| TASK OBJECTIVE |
Gather every line of the listing below that contains the word "pink" and copy each line in full. Case counts when matching.

| INPUT |

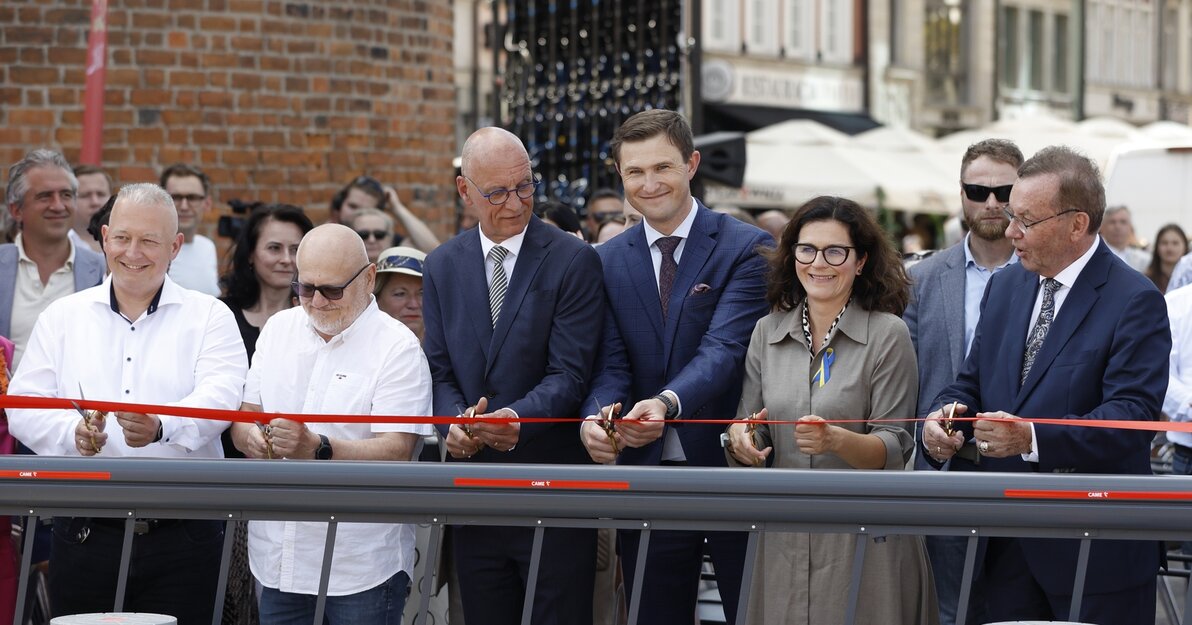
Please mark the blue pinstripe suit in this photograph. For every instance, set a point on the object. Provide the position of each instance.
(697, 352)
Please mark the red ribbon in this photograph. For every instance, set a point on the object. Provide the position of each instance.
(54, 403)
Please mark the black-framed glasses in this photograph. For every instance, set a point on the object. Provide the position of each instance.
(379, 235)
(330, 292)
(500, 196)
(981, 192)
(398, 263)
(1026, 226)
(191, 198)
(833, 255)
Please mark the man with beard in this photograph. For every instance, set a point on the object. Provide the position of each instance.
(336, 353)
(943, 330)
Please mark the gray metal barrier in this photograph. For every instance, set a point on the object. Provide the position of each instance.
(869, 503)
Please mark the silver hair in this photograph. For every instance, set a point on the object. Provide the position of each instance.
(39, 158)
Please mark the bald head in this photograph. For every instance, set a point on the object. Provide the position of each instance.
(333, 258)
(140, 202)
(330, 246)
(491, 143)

* * *

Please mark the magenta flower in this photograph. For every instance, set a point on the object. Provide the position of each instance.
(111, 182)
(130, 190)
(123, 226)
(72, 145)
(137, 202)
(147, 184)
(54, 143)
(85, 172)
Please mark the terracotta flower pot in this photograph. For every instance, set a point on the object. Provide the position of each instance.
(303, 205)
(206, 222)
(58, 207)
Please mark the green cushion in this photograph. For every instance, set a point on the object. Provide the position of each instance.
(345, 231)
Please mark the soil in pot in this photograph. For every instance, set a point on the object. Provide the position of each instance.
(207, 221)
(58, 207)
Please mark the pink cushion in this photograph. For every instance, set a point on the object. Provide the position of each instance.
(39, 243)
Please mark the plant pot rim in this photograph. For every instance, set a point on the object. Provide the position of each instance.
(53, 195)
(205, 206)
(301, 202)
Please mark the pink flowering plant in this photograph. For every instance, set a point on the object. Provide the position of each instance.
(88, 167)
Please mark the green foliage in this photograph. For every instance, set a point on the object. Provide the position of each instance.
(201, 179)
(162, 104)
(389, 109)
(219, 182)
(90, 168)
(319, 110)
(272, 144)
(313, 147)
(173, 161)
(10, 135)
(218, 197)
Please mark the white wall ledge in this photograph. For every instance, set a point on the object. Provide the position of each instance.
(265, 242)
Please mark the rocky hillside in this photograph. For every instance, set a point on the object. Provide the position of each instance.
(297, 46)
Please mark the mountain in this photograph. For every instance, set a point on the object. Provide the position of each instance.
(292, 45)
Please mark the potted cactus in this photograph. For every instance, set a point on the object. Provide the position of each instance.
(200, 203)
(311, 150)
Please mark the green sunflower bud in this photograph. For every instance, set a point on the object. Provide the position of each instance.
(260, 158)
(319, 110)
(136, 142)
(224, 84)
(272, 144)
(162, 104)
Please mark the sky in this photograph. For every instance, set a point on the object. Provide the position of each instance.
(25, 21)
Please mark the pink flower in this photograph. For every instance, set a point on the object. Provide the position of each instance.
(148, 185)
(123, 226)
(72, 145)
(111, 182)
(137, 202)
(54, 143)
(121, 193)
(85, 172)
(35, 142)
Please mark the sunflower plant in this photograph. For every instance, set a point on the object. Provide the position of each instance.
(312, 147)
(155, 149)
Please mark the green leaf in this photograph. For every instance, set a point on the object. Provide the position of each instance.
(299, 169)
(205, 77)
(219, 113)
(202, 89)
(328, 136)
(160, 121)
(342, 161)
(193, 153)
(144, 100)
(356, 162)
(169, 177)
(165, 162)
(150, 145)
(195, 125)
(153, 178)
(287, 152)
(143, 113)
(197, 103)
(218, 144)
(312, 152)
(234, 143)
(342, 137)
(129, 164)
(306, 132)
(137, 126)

| THE SOLUTION |
Please mark the pink cushion in this photograph. For every instance, set a point on the object. Provide the position of each instance.
Please mark the pink flowering plant in this photograph. For every instance, set a point on the object. Provide the position of each instance.
Please mark the pink flower in this photograph. For every instance, set a point on the object. Provide the position of each instance.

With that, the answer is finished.